Cyrillic letter used in Udmurt

Zhe with diaeresis (Ӝ ӝ; italics: Ӝ ӝ) is a letter of the Cyrillic script. Its form is derived from the Cyrillic letter Zhe (Ж ж Ж ж).

Zhe with diaeresis is used only in the alphabet of the Udmurt language, where it represents the voiced postalveolar affricate //d͡ʒ//, like the pronunciation of j in "jam". It is usually romanized as ⟨dž⟩.

Zhe with diaeresis corresponds in other Cyrillic alphabets to the digraphs дж or чж, or to the letters Che with descender (Ҷ ҷ), Che with vertical stroke (Ҹ ҹ), Dzhe (Џ џ), Khakassian Che (Ӌ ӌ), Zhe with breve (Ӂ ӂ), or Zhje (Җ җ).

Objectives:
1 > State whether each statement agrees with the text on Zhe with diaeresis, answering yes or no and quoting the deciding words of the text. (a) The letter's form comes from the Cyrillic letter Zhe. (b) The letter appears in the alphabets of several languages. (c) The letter is usually romanized as ⟨dž⟩.
2 > List every single letter, excluding the digraphs, that the text on Zhe with diaeresis names as corresponding to Zhe with diaeresis in other Cyrillic alphabets.

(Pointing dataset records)
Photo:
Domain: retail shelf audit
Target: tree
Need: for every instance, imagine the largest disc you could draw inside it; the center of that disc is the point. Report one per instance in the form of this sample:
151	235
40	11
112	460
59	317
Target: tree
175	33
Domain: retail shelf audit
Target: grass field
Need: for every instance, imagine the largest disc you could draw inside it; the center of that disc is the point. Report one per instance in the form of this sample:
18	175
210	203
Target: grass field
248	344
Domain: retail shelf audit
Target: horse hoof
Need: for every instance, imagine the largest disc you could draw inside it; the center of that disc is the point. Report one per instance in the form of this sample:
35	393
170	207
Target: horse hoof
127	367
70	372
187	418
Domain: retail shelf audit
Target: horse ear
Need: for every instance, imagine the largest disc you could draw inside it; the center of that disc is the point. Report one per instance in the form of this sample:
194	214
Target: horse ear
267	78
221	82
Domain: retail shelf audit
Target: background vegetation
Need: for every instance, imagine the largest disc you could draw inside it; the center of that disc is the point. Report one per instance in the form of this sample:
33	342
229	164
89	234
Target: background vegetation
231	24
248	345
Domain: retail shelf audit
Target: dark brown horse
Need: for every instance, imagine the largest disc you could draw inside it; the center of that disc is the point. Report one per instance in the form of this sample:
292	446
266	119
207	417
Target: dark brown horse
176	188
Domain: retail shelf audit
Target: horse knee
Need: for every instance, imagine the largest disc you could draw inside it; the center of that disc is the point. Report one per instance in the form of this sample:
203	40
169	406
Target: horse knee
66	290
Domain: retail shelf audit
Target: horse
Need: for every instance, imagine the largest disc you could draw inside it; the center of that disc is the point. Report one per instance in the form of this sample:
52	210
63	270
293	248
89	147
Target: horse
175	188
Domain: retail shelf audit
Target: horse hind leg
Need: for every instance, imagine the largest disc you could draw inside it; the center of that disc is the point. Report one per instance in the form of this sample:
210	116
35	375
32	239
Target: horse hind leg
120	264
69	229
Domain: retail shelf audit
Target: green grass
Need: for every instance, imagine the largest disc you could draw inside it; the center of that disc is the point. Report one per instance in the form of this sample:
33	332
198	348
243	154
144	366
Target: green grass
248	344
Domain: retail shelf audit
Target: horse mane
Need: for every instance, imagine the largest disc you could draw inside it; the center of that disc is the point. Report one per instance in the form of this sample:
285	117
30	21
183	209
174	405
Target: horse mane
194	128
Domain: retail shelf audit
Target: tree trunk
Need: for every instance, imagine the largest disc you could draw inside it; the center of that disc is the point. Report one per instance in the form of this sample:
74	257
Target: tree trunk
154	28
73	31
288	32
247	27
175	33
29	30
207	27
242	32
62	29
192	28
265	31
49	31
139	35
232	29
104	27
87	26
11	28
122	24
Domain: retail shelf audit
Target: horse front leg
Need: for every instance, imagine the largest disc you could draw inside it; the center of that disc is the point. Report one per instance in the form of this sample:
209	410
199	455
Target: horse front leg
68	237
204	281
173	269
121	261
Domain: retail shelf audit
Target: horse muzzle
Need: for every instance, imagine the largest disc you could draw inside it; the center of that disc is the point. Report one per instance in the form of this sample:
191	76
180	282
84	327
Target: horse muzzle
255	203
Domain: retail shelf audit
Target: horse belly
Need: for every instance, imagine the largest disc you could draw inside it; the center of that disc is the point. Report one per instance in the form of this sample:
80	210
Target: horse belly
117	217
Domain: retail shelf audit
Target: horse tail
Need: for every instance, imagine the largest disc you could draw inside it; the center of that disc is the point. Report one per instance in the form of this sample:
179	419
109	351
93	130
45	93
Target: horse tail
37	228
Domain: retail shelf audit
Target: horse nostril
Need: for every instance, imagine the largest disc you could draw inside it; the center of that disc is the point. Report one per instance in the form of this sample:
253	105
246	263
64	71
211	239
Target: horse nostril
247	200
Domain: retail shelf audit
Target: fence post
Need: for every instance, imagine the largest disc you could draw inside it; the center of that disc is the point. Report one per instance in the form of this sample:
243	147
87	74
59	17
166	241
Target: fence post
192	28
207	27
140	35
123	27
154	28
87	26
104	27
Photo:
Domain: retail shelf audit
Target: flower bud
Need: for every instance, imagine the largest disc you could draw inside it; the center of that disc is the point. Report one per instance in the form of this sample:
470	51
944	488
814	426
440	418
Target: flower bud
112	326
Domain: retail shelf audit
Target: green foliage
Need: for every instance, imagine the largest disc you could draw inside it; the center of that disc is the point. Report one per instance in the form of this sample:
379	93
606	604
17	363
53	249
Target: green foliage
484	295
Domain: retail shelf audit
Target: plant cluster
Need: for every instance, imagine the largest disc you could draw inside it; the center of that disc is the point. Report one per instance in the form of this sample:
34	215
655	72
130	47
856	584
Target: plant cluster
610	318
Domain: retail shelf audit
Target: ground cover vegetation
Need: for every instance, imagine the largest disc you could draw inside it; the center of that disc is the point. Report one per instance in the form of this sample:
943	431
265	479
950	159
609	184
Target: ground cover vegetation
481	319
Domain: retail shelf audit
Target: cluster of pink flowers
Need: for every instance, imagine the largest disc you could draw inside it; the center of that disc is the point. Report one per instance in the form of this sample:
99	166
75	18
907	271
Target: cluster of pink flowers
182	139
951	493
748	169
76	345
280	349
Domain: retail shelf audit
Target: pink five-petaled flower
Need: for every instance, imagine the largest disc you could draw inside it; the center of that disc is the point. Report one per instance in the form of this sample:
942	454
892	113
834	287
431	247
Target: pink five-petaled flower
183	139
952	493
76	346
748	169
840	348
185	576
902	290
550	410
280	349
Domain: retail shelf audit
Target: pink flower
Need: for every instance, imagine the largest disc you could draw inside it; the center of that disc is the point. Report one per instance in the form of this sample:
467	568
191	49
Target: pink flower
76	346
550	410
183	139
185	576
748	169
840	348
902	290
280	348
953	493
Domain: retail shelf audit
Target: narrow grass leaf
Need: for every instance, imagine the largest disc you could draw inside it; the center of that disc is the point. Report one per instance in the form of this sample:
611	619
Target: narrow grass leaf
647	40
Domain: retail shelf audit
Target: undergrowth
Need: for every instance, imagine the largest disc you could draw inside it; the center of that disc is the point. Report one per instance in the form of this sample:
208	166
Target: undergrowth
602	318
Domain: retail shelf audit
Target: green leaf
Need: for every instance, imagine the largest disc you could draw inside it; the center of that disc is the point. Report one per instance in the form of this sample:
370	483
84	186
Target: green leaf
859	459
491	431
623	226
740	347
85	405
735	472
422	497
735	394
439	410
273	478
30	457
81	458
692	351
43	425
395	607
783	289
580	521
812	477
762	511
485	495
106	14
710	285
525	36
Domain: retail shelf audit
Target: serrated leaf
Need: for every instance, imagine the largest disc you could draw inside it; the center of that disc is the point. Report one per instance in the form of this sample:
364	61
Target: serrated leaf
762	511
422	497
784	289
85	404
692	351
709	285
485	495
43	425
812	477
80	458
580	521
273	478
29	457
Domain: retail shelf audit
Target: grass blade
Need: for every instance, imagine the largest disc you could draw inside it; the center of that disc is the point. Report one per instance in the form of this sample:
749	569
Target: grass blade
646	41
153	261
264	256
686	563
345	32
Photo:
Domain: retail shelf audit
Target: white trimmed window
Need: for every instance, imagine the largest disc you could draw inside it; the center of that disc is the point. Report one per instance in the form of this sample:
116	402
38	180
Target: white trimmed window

Task solutions:
1 >
(a) Yes: "Its form is derived from the Cyrillic letter Zhe"
(b) No: "Zhe with diaeresis is used only in the alphabet of the Udmurt language"
(c) Yes: "It is usually romanized as ⟨dž⟩."

2 >
Che with descender (Ҷ ҷ)
Che with vertical stroke (Ҹ ҹ)
Dzhe (Џ џ)
Khakassian Che (Ӌ ӌ)
Zhe with breve (Ӂ ӂ)
Zhje (Җ җ)